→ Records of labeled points

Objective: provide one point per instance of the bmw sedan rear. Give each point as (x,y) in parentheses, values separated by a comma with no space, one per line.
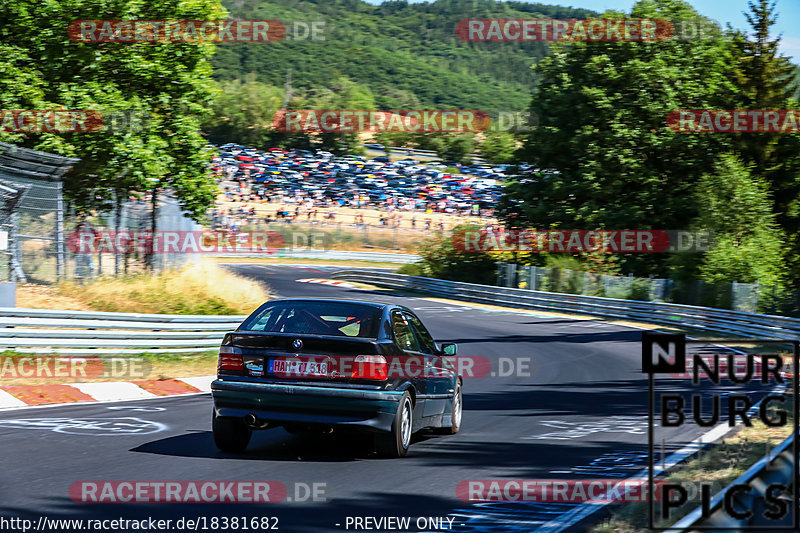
(334,364)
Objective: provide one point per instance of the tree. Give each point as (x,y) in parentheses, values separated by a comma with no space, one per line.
(736,207)
(169,82)
(440,259)
(498,147)
(455,147)
(243,112)
(605,158)
(767,81)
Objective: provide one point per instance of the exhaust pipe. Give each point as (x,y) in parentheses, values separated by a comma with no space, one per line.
(252,421)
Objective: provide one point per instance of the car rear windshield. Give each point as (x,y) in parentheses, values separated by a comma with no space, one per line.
(316,318)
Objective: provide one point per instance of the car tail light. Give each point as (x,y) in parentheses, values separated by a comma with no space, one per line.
(230,358)
(370,367)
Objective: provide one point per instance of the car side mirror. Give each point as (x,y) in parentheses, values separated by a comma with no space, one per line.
(449,348)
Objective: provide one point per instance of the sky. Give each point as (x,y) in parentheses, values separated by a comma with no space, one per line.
(723,11)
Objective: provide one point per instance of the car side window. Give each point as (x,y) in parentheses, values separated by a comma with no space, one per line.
(403,336)
(426,344)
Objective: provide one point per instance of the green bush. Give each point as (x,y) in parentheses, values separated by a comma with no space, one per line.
(444,261)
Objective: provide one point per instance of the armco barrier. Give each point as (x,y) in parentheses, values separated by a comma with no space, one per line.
(775,468)
(96,333)
(684,316)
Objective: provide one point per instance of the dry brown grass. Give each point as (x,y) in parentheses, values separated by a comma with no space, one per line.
(201,289)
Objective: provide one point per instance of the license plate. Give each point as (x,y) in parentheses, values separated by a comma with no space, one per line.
(296,368)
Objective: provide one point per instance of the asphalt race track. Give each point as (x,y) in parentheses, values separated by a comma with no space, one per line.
(579,409)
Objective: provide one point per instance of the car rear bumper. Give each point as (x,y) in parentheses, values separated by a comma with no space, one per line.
(283,403)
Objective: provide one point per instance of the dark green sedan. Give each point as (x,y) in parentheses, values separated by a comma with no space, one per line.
(311,364)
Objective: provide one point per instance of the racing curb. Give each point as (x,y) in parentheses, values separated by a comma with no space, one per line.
(15,396)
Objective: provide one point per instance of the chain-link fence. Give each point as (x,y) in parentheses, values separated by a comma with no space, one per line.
(36,247)
(111,250)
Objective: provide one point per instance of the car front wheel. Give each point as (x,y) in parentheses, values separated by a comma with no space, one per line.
(396,443)
(230,434)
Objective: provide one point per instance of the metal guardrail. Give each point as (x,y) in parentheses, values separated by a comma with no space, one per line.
(685,316)
(331,255)
(775,468)
(97,333)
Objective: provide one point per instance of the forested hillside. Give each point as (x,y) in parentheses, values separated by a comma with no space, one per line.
(407,55)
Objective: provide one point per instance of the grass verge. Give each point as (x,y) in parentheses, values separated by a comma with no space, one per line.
(718,465)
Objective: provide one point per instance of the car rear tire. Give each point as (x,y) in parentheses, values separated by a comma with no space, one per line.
(230,434)
(396,443)
(458,408)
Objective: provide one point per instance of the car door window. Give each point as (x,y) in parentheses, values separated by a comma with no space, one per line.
(426,344)
(403,336)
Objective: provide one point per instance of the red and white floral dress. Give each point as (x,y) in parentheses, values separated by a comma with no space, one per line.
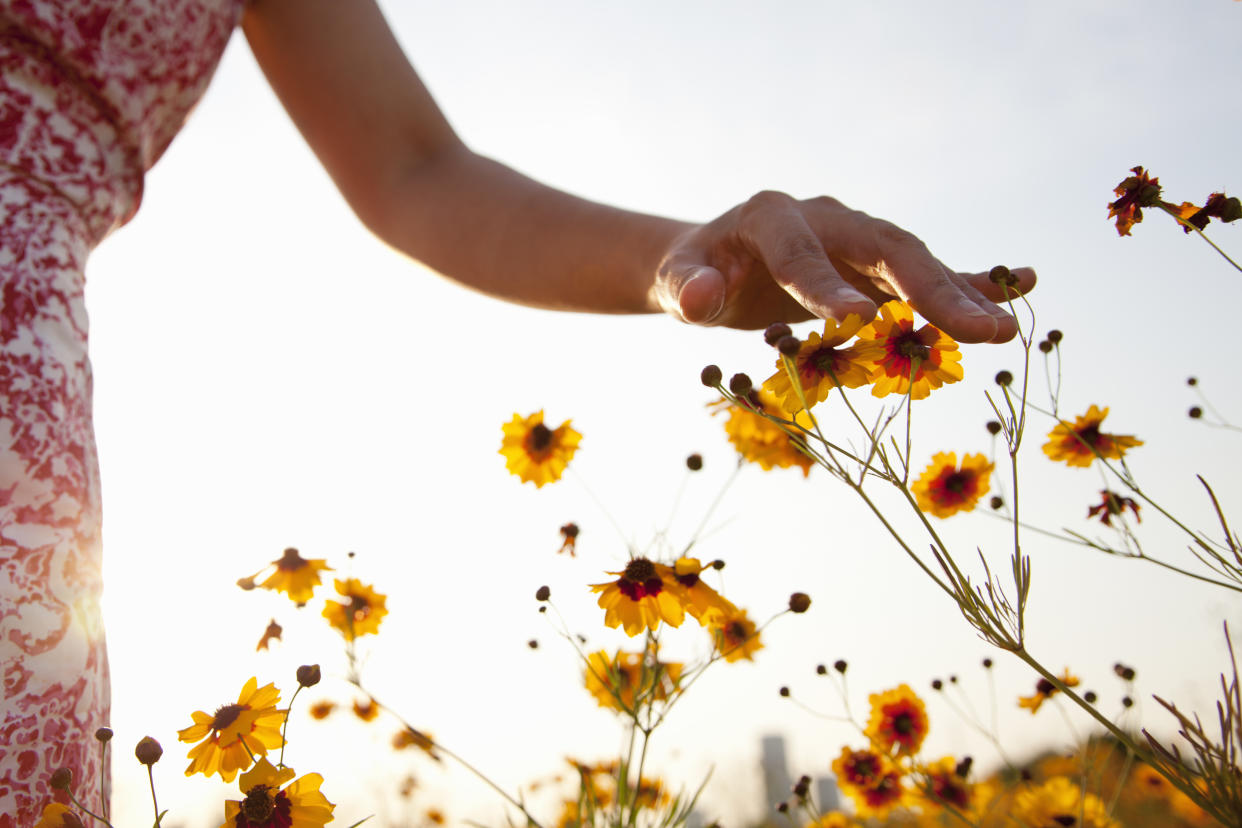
(91,93)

→ Short exercise
Write out again every line above exactly as given; the pictures do not belong in the copy.

→ Task response
Objective: provide one point per instance of the bmw sedan rear. Give each point as (x,y) in parentheses, values separated by a comma with no space, one per line.
(334,364)
Objective: provide one point per instance of the tree. Give each point as (x,y) in parentheses, values separated by a comma with no space, one per line.
(736,207)
(169,82)
(440,259)
(498,147)
(455,147)
(243,112)
(605,158)
(767,81)
Objective: provide one point per instance of the exhaust pipe. Give each point as (x,y) in parentheses, values separated by a comma with no space, one per line.
(252,421)
Objective: provide one point per instance of the car rear windshield. Give each point as (x,y) in parentheses, values separated by a comma with no space, one per line.
(316,318)
Objective: provide one point per instance of the car tail light. Give each point as (x,y) in parentheses, values separated by a comma with no space, one per line.
(230,358)
(370,367)
Objective: provide one point per instance of the car side mirror. Give each point as (x,y) in parentheses, values separated by a comma with no space, one per line.
(449,348)
Objective: provide one point per instance of the sky. Give each point as (x,y) in parentheses, values separated by a comma with no space, one per line.
(723,11)
Objective: provide one point per instance of the car side window. Give each point as (x,y) in parentheses, values separated by a comma with no space, one per line.
(403,336)
(426,344)
Objective: provide one point per instance of the green bush. Give each point as (x,y) in parentheses, values separated by a comma with no space, one per line.
(444,261)
Objective: provide one point per instance of the armco barrier. Give each point as (x,y) in parentheses, values separated by a comma with no space, one per line.
(775,468)
(96,333)
(684,316)
Objective: provide one point per instance of the dry brown grass. Give each point as (x,y) in parentheses, values separated by a comma with no space, one per line.
(201,289)
Objective: provide one point per instance of the license plate. Give each point as (x,y) in parentheses, values separated by a comma with no space, one per line.
(296,368)
Objective: provide one point per instance of the asphalt race track. Give each point as (x,y) in parentheses, values separated by a comma with no space, one per line.
(579,409)
Objective: provide one point per instance of the car rear bumper. Give each point as (x,y) in parentheses, values separated by a comma with no space, one per line.
(283,403)
Objective: provide one point per instance of the dark green sedan. Give each point as (x,y) in parentheses, values separated by a comma with no space, one per line.
(311,364)
Objective: provide one point per instance of the racing curb. Give each point as (x,y) in parentheses, values separated by a comma with no space, one per line.
(15,396)
Objective: provide one point per instance of the chain-link fence. Give each point as (x,y) in parentheses, values separated by a comma with no space, one per line.
(36,247)
(111,250)
Objective: provide one point per instance of the car front wheel. Give each point as (x,y) in parentheses, values separated by a comma with no space, one per line.
(396,443)
(230,434)
Objective: provide one point per instance of the metal guardrail. Give each point as (x,y) in parentheses, values separated by a comma with no space, one per line.
(685,316)
(331,255)
(775,468)
(97,333)
Objective: provide one point per instance of the forested hillside. Give each point as (x,y) in parentheses, values separated by a comma with no space, one per line.
(407,55)
Objective: provide one point per instance of the grass verge. Give each point as (x,y) in parentheses, values separated by a comma with no space, one per line.
(718,465)
Objective: provide one point per instance of the car rear tire. Give each point as (x,y) in parentheses, values separated by a comma with no space, one per line.
(230,434)
(396,443)
(458,408)
Objective: provide one point per instance of the car door window. Give each point as (x,y) in parentheses, values separated by a comma with no space, one per line.
(426,344)
(403,336)
Objective: provide one point per instance of the red and white floral dress. Give each point as (x,y) in parentheses, values separated by a comma with no space, one per line.
(91,93)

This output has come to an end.